Text for analysis -

%%

By Stephanie K. Mann, J.D.
Mixing banking and commerce can generate efficiencies that deliver more value to customers and can improve bank and commercial company performance with little additional risk, argued Acting Comptroller of the Currency Keith Noreika at the Clearing House Annual Conference in New York City. Addressing what has been a “taboo” subject for banking regulators, the separation of banking and commerce in the United States, Noreika offered his alternative to the narrative.
Traditionally, banking and commerce have been separated to protect banks from the corruptive power of commercial ownership and protect the market from banks consolidating and wielding too much commercial power.
Exceptions. Under current federal law, exceptions are provided for some firms to mix banking and commerce more freely. However, said Noreika, these exceptions provide an unfair advantage. Namely, “well-lawyered and well-connected companies tend to gain and benefit from special exceptions, privileging them over the bulk of firms that must live under the weight of a general prohibition against mixing banking and commerce.” This results in the very consequences that the prohibition was intended to prevent: “advantaging and aggrandizing a few at the expense of the many.”

%%

Data provided -
%%

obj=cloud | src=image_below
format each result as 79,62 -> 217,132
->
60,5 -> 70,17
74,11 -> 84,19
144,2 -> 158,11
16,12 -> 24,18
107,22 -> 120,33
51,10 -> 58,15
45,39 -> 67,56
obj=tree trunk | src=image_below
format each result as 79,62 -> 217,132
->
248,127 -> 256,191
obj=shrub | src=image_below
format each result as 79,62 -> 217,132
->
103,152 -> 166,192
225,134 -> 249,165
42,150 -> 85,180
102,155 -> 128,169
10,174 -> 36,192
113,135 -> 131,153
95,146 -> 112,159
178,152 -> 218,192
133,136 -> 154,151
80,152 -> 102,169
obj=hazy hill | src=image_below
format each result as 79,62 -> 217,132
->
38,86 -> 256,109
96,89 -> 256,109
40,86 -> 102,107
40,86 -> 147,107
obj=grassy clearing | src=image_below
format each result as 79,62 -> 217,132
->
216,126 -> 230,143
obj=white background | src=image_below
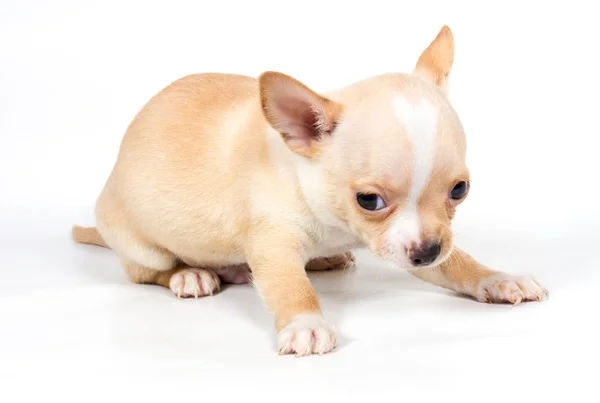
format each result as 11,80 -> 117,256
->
0,0 -> 600,402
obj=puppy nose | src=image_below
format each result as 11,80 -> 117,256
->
410,242 -> 442,267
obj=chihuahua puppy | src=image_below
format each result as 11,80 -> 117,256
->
73,26 -> 547,356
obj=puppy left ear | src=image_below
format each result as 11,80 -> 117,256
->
258,72 -> 342,157
414,25 -> 454,95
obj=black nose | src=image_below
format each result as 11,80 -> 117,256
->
410,242 -> 442,266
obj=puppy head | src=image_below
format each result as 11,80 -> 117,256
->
259,27 -> 469,269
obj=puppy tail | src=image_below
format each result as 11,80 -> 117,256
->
71,225 -> 110,249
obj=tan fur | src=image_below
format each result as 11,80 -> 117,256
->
73,27 -> 548,355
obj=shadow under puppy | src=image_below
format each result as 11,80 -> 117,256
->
73,26 -> 547,356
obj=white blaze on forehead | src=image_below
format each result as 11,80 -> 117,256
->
388,97 -> 438,251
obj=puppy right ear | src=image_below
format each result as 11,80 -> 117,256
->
414,25 -> 454,95
258,71 -> 342,157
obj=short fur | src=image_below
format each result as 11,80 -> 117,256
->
73,27 -> 547,355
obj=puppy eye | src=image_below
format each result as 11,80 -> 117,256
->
450,181 -> 469,200
356,193 -> 386,211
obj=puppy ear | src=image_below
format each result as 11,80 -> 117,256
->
259,72 -> 342,157
414,25 -> 454,95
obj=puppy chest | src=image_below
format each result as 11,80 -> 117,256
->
308,228 -> 364,258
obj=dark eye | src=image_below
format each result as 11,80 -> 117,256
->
450,181 -> 469,200
356,193 -> 385,211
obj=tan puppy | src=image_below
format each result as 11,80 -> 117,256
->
73,27 -> 547,356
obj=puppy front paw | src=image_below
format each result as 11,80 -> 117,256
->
474,273 -> 549,305
169,268 -> 221,298
277,313 -> 337,357
306,252 -> 356,271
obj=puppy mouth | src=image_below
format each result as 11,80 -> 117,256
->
406,247 -> 454,272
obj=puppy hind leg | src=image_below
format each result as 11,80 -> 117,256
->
122,259 -> 221,298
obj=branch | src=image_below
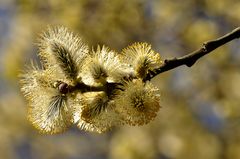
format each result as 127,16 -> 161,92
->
144,27 -> 240,81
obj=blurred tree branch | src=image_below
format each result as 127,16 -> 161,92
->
145,27 -> 240,81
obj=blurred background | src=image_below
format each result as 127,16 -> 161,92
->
0,0 -> 240,159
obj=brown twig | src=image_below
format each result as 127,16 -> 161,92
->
144,27 -> 240,81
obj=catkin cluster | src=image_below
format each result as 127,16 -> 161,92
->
20,27 -> 162,134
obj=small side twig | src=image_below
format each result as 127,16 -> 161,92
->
145,27 -> 240,81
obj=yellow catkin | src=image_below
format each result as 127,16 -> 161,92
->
115,80 -> 160,125
122,43 -> 162,79
20,68 -> 72,134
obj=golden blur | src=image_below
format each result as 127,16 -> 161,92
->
0,0 -> 240,159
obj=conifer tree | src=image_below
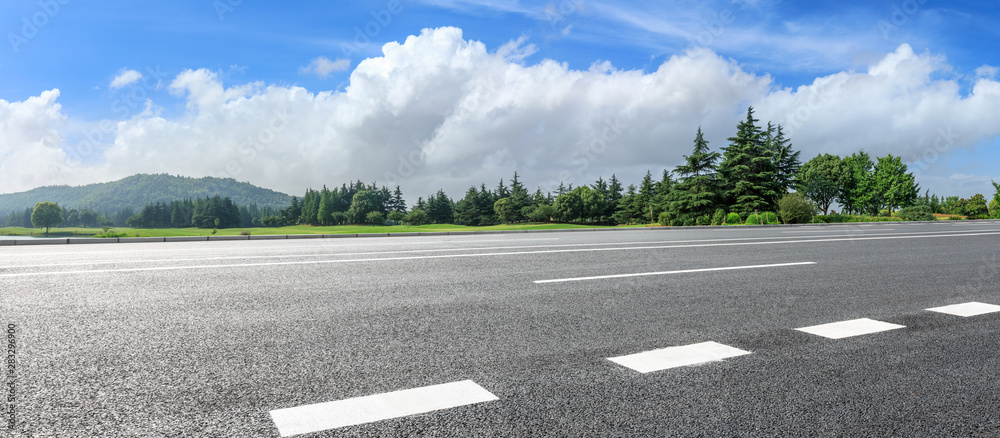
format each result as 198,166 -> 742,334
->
668,127 -> 721,224
719,107 -> 782,216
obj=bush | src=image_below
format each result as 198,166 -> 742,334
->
778,192 -> 816,224
659,212 -> 670,227
899,205 -> 934,221
365,211 -> 385,225
406,208 -> 427,226
712,208 -> 726,225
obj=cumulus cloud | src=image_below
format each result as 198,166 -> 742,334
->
110,70 -> 142,90
0,28 -> 1000,200
299,56 -> 351,79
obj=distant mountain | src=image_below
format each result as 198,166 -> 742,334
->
0,174 -> 292,214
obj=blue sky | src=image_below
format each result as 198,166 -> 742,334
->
0,0 -> 1000,197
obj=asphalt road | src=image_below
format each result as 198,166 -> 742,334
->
0,222 -> 1000,437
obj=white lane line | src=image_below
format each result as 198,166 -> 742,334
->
782,228 -> 896,233
795,318 -> 906,339
608,341 -> 750,374
271,380 -> 498,437
0,231 -> 1000,278
0,238 -> 568,257
924,301 -> 1000,318
535,262 -> 816,284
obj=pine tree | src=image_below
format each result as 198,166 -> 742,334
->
766,122 -> 802,201
669,127 -> 721,224
719,107 -> 782,216
635,170 -> 656,223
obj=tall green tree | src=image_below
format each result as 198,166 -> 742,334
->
635,170 -> 656,223
347,190 -> 379,224
872,154 -> 920,211
668,127 -> 722,224
31,201 -> 63,235
764,122 -> 802,202
719,107 -> 783,216
795,154 -> 843,214
837,150 -> 879,216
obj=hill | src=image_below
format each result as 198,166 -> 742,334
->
0,174 -> 292,214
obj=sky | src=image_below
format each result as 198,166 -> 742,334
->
0,0 -> 1000,203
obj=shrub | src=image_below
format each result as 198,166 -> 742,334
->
899,205 -> 934,221
778,192 -> 816,224
659,212 -> 670,227
365,211 -> 385,225
712,208 -> 726,225
406,208 -> 427,225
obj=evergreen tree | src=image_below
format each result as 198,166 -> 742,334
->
766,122 -> 802,199
668,128 -> 721,224
635,170 -> 656,223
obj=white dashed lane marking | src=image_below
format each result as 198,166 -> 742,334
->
795,318 -> 906,339
926,301 -> 1000,317
608,342 -> 750,374
271,380 -> 498,437
535,262 -> 816,284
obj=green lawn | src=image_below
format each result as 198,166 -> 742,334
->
0,223 -> 645,237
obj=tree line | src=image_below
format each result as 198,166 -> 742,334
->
7,107 -> 1000,228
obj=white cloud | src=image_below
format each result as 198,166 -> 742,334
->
111,70 -> 142,90
0,28 -> 1000,203
299,56 -> 351,79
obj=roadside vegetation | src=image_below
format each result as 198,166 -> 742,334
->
0,108 -> 1000,236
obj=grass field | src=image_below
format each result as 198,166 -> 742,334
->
0,223 -> 645,237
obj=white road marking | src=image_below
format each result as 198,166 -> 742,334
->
925,301 -> 1000,318
271,380 -> 498,437
608,342 -> 750,374
535,262 -> 816,284
795,318 -> 906,339
0,232 -> 1000,278
782,228 -> 896,233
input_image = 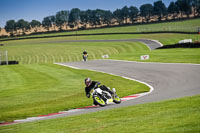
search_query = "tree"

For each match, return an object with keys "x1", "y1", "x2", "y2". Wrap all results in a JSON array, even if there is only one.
[
  {"x1": 16, "y1": 19, "x2": 30, "y2": 34},
  {"x1": 129, "y1": 6, "x2": 139, "y2": 23},
  {"x1": 121, "y1": 6, "x2": 129, "y2": 24},
  {"x1": 191, "y1": 0, "x2": 200, "y2": 17},
  {"x1": 175, "y1": 0, "x2": 192, "y2": 17},
  {"x1": 167, "y1": 1, "x2": 179, "y2": 19},
  {"x1": 56, "y1": 11, "x2": 69, "y2": 30},
  {"x1": 30, "y1": 20, "x2": 41, "y2": 32},
  {"x1": 101, "y1": 10, "x2": 113, "y2": 26},
  {"x1": 153, "y1": 0, "x2": 167, "y2": 21},
  {"x1": 5, "y1": 20, "x2": 16, "y2": 36},
  {"x1": 68, "y1": 8, "x2": 81, "y2": 27},
  {"x1": 50, "y1": 15, "x2": 56, "y2": 30},
  {"x1": 140, "y1": 4, "x2": 153, "y2": 22},
  {"x1": 42, "y1": 16, "x2": 52, "y2": 31},
  {"x1": 113, "y1": 9, "x2": 123, "y2": 25}
]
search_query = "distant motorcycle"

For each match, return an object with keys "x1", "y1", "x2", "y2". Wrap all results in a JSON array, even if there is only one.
[
  {"x1": 90, "y1": 87, "x2": 121, "y2": 107},
  {"x1": 83, "y1": 54, "x2": 88, "y2": 61}
]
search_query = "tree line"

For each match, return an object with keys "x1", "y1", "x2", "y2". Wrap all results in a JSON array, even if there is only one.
[{"x1": 4, "y1": 0, "x2": 200, "y2": 35}]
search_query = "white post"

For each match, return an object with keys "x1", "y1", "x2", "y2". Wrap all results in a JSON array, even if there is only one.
[
  {"x1": 0, "y1": 51, "x2": 1, "y2": 65},
  {"x1": 5, "y1": 51, "x2": 8, "y2": 65}
]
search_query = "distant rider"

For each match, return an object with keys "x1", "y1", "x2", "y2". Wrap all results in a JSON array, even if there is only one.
[
  {"x1": 83, "y1": 50, "x2": 88, "y2": 61},
  {"x1": 85, "y1": 78, "x2": 114, "y2": 98}
]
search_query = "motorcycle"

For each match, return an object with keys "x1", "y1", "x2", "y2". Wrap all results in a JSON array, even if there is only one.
[
  {"x1": 90, "y1": 87, "x2": 121, "y2": 107},
  {"x1": 83, "y1": 54, "x2": 88, "y2": 61}
]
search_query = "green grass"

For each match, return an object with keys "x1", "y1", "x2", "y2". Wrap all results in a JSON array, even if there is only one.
[
  {"x1": 0, "y1": 64, "x2": 149, "y2": 122},
  {"x1": 0, "y1": 95, "x2": 200, "y2": 133},
  {"x1": 0, "y1": 34, "x2": 200, "y2": 64},
  {"x1": 1, "y1": 18, "x2": 200, "y2": 38},
  {"x1": 2, "y1": 42, "x2": 148, "y2": 64}
]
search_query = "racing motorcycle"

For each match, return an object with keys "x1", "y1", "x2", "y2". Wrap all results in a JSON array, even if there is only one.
[
  {"x1": 90, "y1": 87, "x2": 121, "y2": 107},
  {"x1": 83, "y1": 54, "x2": 88, "y2": 61}
]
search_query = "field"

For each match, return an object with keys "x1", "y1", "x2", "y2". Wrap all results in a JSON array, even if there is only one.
[
  {"x1": 1, "y1": 18, "x2": 200, "y2": 38},
  {"x1": 0, "y1": 95, "x2": 200, "y2": 133},
  {"x1": 0, "y1": 19, "x2": 200, "y2": 132}
]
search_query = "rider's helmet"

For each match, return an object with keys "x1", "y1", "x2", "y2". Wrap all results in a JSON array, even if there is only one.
[{"x1": 85, "y1": 78, "x2": 92, "y2": 87}]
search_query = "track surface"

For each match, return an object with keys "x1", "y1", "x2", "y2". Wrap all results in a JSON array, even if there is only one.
[
  {"x1": 43, "y1": 39, "x2": 163, "y2": 50},
  {"x1": 57, "y1": 60, "x2": 200, "y2": 112}
]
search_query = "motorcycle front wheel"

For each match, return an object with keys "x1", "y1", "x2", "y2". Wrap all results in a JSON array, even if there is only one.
[
  {"x1": 113, "y1": 95, "x2": 121, "y2": 104},
  {"x1": 93, "y1": 96, "x2": 106, "y2": 107}
]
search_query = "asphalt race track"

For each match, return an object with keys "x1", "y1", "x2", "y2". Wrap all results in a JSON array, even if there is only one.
[
  {"x1": 49, "y1": 39, "x2": 200, "y2": 117},
  {"x1": 1, "y1": 39, "x2": 200, "y2": 125}
]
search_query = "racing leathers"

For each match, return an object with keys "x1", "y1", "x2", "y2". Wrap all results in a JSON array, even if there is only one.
[{"x1": 85, "y1": 81, "x2": 114, "y2": 98}]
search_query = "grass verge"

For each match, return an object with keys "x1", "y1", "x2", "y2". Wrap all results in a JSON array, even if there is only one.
[
  {"x1": 0, "y1": 95, "x2": 200, "y2": 133},
  {"x1": 0, "y1": 64, "x2": 149, "y2": 121}
]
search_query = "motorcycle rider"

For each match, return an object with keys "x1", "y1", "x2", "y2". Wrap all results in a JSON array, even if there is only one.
[
  {"x1": 83, "y1": 50, "x2": 88, "y2": 60},
  {"x1": 85, "y1": 78, "x2": 114, "y2": 98}
]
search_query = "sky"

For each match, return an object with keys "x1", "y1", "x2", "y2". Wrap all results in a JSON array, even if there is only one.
[{"x1": 0, "y1": 0, "x2": 176, "y2": 28}]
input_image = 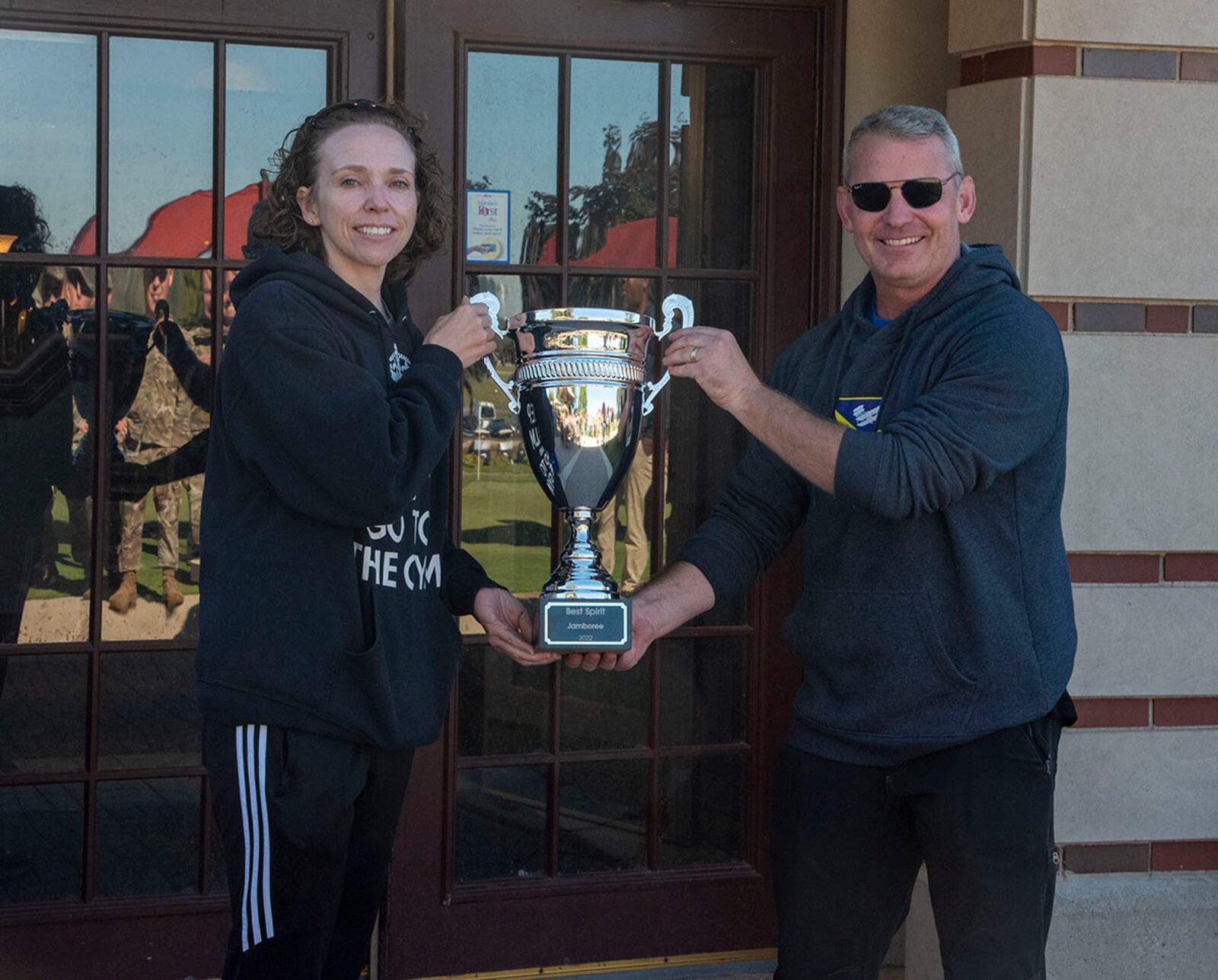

%%

Problems to solve -
A) Please list every passage that appears inside quotation marks in the article on mixing banking and commerce.
B) Write the next part of the article on mixing banking and commerce, picking up after its last paragraph.

Answers by task -
A)
- "taboo"
- "well-lawyered and well-connected companies tend to gain and benefit from special exceptions, privileging them over the bulk of firms that must live under the weight of a general prohibition against mixing banking and commerce."
- "advantaging and aggrandizing a few at the expense of the many."

B)
Inherently safer? Noreika then questioned whether separating banking and commerce makes the economy more secure, particularly following the recent financial crisis. “Even when separated, risk can build in one part of the system with less rigorous supervision and become a contagion spreading to infect the whole,” said the Acting Comptroller. He pointed to the recent examples of Bear Stearns and Lehman Brothers, who, because they were not banks, were not regulated with a system of checks and balances and not required to have a diversified and stable sources of liquidity and capital. Yet these companies played a significant role in the financial crisis.
By allowing banks and commerce to intermingle, Noreika believes that meaningful competition will emerge which could have a number of positive effects, including tempering the risk concentrated in having just a few mega banks. In addition, it could make more U.S. banks globally competitive and promote economic opportunity and growth domestically and the development of better banking services, greater availability, and better pricing. “If a commercial company can deliver banking services better than existing banks, we hurt consumers by making it hard for them to do so,” stated Noreika.